◆ TASK REQUIREMENTS
List every line in the records below that contains the string "instance".

┄┄┄┄┄┄┄┄┄┄

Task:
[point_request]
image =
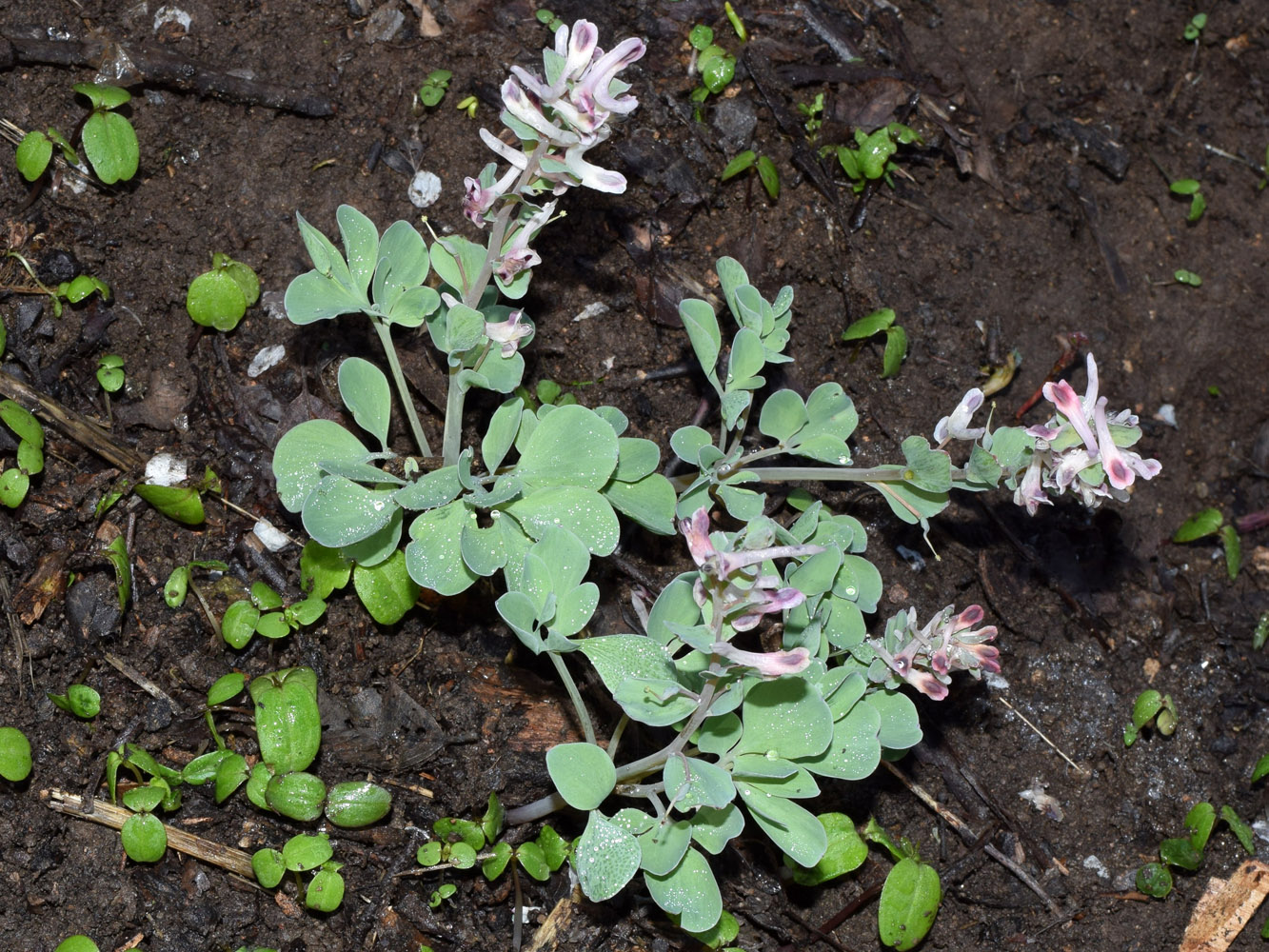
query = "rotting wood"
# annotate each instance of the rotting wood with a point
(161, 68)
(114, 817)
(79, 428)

┄┄┄┄┄┄┄┄┄┄

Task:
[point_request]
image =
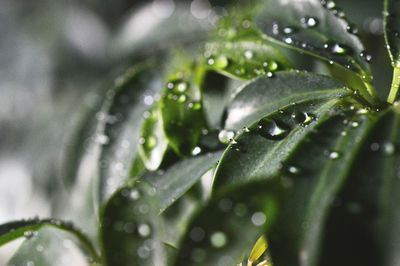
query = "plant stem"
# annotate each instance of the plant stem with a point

┄┄┄┄┄┄┄┄┄┄

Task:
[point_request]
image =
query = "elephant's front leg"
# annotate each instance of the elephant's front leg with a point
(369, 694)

┄┄┄┄┄┄┄┄┄┄

◆ OUTPUT OF THE EXERCISE
# annotate each instance of the rotting wood with a point
# annotate each instance of the plant stem with a point
# annotate each instance of the elephant's front leg with a point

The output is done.